• **The records**
_ _ _

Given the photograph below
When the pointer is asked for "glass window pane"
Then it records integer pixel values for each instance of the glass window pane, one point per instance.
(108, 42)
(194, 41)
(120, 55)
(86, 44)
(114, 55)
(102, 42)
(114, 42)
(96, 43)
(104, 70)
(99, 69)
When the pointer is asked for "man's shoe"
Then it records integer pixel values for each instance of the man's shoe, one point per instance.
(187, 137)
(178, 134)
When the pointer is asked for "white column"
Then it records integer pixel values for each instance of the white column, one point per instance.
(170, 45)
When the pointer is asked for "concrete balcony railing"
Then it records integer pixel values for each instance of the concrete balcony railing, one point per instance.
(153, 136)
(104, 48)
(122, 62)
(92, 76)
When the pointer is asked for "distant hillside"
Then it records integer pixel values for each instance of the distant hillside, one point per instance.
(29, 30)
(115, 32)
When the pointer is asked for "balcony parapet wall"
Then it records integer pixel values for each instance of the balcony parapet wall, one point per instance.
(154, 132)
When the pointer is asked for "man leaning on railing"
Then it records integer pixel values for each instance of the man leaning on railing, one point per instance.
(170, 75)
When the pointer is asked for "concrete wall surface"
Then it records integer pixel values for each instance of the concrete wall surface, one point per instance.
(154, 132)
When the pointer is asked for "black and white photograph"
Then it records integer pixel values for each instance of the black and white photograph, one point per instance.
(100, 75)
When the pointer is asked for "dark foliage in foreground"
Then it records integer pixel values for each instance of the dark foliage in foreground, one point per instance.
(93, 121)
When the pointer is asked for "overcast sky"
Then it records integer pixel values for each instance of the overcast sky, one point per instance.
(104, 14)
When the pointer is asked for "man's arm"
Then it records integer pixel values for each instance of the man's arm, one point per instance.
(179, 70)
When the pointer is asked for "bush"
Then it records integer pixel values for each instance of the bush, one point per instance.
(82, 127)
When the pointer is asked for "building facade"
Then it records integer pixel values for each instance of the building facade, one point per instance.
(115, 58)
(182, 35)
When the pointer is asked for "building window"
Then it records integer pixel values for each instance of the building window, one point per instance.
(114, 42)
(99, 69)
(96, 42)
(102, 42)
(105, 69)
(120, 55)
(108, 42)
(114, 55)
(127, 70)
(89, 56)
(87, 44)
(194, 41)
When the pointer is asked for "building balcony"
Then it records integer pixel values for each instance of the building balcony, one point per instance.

_ _ _

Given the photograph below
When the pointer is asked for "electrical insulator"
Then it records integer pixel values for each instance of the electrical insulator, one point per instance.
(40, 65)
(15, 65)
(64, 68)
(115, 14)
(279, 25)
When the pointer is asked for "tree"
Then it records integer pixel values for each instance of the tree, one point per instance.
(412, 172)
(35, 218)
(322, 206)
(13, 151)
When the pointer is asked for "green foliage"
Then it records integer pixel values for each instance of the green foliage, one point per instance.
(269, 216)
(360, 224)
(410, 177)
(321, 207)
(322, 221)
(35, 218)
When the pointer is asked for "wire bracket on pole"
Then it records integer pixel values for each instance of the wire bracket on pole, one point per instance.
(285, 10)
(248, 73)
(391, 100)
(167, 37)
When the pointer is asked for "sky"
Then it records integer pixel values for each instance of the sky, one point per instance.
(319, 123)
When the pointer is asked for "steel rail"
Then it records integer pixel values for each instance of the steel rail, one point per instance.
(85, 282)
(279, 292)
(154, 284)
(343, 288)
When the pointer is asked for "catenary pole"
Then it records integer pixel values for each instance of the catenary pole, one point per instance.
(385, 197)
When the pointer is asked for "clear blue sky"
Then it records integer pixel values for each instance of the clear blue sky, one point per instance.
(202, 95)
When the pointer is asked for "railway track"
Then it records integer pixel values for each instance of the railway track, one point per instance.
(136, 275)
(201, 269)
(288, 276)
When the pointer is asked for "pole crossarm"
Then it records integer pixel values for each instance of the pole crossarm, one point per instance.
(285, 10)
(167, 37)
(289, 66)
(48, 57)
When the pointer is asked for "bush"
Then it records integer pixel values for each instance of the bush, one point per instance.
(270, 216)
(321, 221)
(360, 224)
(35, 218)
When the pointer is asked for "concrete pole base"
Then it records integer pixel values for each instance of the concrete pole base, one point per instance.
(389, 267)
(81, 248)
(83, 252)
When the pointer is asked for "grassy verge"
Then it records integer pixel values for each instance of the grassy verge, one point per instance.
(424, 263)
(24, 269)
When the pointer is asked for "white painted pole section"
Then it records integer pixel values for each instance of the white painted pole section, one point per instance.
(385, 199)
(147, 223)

_ _ _

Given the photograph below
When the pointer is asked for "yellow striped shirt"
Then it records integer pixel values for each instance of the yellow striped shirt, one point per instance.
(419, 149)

_ _ _

• **Required work**
Find "wall, one point per instance." in the entries above and copy that whole line exactly, then each line after it through the line that contains "balcony, one point per instance.".

• **Answer space**
Then it records integer pixel values for each instance of the balcony parapet wall, one point per instance.
(154, 132)
When the pointer is asked for "man leaning on railing"
Then it records integer pixel values for each instance of the man leaning on railing, one point per instance.
(170, 75)
When the pointer is asked for "concrete wall surface"
Then it records integer pixel values for each instance of the concrete wall surface, one point per instance.
(154, 132)
When the pointer is asked for "black and white photograph"
Then it records integer pixel values for each instance of the black and white photograph, one point per instance.
(100, 75)
When the pointer is asked for "dark foliage in foreground"
Then it records integer pixel values for each instance of the dark foliage in foreground, one point per instance.
(93, 121)
When the pointer is asked for "overcast sky"
Then it records integer pixel values for each instance of the overcast sky, one point per instance.
(104, 14)
When the pointer is asked for "man's arm"
Then it records integer pixel values for each instance of the man's arm, one point per instance.
(179, 70)
When the pointer is asked for "bush"
Then it records integer pixel values for each instance of the bush, one point per instance.
(82, 127)
When the pointer is asked for "building facade"
Then it records integer pixel values for each instance of the building facade, one point per instance.
(115, 58)
(182, 35)
When the pointer is asked for "building window"
Then it records integer pixel values for each instance of the building window, one point per instance.
(114, 42)
(99, 69)
(96, 42)
(102, 42)
(105, 69)
(120, 55)
(108, 42)
(114, 55)
(127, 70)
(89, 56)
(87, 44)
(194, 41)
When the pointer is asked for "building balcony"
Then it records integer pixel values for each instance of the building balcony, one point per instance.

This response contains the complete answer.